RECORDS SUPPLIED start

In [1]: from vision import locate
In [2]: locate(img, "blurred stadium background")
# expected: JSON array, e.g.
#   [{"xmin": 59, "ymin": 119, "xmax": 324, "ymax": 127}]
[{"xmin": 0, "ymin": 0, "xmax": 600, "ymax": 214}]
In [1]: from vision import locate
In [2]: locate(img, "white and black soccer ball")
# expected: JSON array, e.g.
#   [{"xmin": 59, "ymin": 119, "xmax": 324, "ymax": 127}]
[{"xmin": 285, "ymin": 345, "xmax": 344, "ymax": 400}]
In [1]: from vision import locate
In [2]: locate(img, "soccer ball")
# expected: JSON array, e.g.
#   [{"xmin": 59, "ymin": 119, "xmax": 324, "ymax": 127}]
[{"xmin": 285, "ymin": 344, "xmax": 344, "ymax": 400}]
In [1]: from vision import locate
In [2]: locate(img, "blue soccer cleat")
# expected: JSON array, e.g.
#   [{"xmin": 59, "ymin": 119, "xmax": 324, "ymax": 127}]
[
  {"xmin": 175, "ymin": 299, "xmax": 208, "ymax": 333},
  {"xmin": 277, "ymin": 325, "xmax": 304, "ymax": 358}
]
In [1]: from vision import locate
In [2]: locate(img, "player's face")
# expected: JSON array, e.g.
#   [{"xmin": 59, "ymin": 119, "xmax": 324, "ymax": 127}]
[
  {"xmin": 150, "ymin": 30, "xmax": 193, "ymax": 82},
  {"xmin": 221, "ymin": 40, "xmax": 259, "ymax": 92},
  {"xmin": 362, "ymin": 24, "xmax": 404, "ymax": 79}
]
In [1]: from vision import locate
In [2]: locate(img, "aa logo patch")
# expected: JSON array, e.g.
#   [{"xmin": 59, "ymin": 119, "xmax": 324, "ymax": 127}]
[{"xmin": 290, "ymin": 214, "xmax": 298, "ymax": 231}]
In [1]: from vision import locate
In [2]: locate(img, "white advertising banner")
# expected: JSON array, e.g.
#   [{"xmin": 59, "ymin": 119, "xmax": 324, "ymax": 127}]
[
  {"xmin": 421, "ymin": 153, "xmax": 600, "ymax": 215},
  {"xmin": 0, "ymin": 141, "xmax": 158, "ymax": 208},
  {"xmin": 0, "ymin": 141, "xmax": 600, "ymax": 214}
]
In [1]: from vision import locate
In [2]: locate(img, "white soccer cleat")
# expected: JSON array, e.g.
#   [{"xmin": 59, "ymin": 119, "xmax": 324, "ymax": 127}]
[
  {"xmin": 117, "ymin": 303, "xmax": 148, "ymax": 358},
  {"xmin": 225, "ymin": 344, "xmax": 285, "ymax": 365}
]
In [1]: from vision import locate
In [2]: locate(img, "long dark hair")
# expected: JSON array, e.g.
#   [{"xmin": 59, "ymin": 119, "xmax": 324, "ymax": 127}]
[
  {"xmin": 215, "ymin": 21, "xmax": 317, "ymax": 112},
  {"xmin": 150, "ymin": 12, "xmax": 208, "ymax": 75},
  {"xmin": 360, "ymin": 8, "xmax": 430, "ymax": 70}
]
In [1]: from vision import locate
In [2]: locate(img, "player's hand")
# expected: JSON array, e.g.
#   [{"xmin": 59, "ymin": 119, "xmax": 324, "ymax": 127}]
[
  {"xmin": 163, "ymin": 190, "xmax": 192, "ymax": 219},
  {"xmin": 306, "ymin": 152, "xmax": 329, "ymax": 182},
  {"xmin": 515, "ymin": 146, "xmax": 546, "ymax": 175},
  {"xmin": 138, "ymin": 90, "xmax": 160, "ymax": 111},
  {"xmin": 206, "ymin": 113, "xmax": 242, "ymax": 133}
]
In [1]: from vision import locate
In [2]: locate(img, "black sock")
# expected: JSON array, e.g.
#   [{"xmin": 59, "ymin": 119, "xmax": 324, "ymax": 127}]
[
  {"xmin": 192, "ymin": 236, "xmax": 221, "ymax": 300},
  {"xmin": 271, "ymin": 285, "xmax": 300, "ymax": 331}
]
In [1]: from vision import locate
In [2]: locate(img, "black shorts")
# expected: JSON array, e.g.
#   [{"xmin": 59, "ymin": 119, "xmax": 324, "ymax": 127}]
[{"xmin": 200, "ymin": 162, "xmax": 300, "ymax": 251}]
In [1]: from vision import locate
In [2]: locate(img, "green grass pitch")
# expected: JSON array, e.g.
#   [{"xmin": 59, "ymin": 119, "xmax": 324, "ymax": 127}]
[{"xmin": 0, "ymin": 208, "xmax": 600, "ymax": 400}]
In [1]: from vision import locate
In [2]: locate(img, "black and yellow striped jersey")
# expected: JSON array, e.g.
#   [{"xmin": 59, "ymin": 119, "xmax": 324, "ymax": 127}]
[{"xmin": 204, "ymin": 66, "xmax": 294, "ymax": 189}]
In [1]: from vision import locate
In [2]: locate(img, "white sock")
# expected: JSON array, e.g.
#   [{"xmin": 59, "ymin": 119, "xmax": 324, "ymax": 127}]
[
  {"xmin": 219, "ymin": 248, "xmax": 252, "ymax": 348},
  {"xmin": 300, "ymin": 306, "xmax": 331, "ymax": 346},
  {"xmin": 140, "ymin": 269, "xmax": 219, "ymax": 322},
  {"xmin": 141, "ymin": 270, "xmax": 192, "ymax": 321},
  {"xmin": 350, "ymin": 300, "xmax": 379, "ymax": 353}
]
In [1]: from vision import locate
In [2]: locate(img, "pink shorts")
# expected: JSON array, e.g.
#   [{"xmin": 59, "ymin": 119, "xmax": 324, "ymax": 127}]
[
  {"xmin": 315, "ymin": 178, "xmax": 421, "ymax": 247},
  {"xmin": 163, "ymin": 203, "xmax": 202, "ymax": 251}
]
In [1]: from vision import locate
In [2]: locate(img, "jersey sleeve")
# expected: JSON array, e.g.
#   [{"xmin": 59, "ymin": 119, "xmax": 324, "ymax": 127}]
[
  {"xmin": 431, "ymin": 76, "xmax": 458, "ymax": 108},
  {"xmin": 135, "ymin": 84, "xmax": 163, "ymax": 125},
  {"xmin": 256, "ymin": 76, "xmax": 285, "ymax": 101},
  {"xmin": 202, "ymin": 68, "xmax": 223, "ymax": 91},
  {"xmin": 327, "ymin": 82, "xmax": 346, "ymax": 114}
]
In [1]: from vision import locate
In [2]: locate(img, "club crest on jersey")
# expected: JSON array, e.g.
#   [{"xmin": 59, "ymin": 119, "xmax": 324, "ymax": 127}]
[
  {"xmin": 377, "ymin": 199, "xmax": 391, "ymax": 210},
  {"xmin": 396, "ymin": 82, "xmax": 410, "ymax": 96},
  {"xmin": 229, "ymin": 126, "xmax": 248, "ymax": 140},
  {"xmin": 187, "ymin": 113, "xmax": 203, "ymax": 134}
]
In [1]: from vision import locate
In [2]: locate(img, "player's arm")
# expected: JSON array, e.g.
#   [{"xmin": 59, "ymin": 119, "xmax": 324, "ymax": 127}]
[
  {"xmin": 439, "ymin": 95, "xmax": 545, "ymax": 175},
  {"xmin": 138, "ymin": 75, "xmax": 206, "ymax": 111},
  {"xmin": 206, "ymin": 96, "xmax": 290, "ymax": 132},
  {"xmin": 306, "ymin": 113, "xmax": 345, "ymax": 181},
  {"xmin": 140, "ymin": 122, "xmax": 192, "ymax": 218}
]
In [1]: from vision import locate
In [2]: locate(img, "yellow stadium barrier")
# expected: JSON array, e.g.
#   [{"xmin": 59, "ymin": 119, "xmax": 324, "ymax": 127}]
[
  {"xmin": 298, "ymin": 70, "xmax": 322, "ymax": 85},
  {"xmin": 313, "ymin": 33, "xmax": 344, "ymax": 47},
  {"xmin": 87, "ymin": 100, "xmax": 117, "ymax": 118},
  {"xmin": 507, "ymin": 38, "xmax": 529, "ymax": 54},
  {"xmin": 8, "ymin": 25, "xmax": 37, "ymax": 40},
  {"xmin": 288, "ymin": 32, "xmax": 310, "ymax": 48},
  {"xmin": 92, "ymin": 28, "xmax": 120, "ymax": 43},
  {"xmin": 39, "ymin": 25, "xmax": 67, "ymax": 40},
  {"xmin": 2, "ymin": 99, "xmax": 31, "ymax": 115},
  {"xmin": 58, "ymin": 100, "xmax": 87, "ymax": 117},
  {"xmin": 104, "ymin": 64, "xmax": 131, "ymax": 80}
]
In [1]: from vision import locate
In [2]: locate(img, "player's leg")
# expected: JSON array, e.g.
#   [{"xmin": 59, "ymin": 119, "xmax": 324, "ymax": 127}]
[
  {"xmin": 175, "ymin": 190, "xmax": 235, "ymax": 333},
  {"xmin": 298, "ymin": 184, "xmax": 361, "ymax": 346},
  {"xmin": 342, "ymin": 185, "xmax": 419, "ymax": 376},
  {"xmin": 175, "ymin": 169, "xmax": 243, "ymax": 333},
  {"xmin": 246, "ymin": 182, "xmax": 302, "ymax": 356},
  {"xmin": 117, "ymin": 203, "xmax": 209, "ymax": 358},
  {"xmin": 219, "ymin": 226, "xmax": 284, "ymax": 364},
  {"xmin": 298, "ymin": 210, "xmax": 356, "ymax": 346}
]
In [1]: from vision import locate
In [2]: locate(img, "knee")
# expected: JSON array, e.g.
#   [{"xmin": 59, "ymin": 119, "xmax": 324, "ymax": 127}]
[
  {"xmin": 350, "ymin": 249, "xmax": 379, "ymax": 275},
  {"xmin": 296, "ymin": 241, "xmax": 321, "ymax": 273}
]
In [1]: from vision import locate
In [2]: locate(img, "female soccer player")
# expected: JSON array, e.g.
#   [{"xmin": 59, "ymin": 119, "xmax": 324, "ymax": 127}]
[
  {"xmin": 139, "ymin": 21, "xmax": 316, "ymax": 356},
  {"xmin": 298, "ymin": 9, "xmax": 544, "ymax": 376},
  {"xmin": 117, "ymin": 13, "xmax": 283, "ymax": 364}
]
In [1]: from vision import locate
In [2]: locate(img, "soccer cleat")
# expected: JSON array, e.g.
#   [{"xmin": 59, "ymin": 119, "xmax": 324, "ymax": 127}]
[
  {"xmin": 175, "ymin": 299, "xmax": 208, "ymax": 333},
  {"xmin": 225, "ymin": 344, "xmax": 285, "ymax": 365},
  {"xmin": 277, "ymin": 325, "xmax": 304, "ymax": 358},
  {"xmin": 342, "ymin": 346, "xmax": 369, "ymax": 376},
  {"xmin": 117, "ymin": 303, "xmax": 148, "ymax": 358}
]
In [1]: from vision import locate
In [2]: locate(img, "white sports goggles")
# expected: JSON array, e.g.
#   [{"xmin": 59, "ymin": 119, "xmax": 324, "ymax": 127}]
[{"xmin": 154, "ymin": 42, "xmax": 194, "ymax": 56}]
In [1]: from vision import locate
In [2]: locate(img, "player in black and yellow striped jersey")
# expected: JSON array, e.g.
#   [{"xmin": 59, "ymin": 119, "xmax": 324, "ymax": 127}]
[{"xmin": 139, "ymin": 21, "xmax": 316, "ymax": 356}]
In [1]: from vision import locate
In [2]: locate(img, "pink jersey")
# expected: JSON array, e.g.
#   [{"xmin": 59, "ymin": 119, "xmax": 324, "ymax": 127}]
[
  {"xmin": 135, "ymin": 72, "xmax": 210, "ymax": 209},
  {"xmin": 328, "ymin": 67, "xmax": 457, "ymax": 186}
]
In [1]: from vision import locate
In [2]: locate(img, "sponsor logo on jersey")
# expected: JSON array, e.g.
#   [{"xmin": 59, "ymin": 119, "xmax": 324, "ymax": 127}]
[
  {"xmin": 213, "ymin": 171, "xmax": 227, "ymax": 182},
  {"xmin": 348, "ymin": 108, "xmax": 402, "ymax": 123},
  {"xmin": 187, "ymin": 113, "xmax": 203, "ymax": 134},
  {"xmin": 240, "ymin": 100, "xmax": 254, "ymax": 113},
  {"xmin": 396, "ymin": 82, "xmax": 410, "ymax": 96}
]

RECORDS SUPPLIED end
RECORDS SUPPLIED start

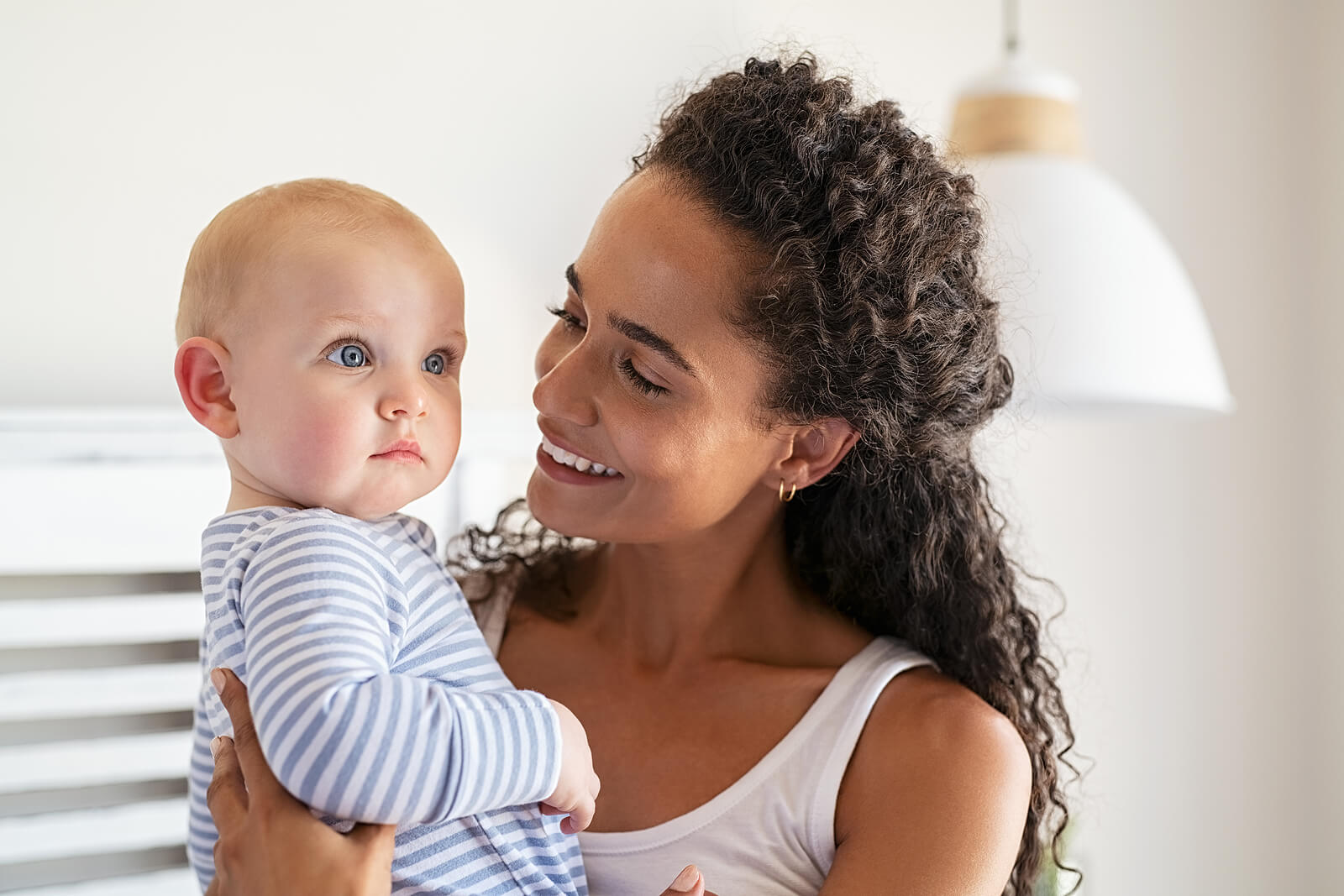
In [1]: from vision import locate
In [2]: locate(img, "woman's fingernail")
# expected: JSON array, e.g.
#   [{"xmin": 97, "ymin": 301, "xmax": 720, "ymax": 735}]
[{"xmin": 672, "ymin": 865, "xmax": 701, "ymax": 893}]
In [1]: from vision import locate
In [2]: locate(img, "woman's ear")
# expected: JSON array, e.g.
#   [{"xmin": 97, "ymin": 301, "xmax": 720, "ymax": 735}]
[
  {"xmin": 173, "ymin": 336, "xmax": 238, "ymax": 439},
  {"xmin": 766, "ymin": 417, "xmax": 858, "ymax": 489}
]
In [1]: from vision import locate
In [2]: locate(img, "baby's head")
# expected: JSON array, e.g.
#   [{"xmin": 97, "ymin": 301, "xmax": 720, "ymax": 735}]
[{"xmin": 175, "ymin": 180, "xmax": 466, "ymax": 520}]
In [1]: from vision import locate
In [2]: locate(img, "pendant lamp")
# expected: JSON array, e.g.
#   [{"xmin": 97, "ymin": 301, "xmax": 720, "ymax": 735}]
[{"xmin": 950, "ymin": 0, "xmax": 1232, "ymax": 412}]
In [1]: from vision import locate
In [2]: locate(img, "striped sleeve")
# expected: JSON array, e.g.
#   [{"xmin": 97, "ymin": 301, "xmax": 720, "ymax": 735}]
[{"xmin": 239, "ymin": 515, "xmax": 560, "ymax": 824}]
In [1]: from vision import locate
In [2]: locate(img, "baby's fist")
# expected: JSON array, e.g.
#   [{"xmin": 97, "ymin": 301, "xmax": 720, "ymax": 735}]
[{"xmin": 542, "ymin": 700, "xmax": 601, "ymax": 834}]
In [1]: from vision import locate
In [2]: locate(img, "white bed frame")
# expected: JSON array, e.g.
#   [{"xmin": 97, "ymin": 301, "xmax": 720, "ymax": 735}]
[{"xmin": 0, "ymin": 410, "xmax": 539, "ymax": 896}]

RECORDS SUPPLIED end

TASK TO CARRY OUT ::
List every line in the entries above that contains the word "ball", matching case exactly.

FINISHED TASK ::
In [2]: locate(img, "white and black soccer ball")
In [2]: locate(img, "soccer ball")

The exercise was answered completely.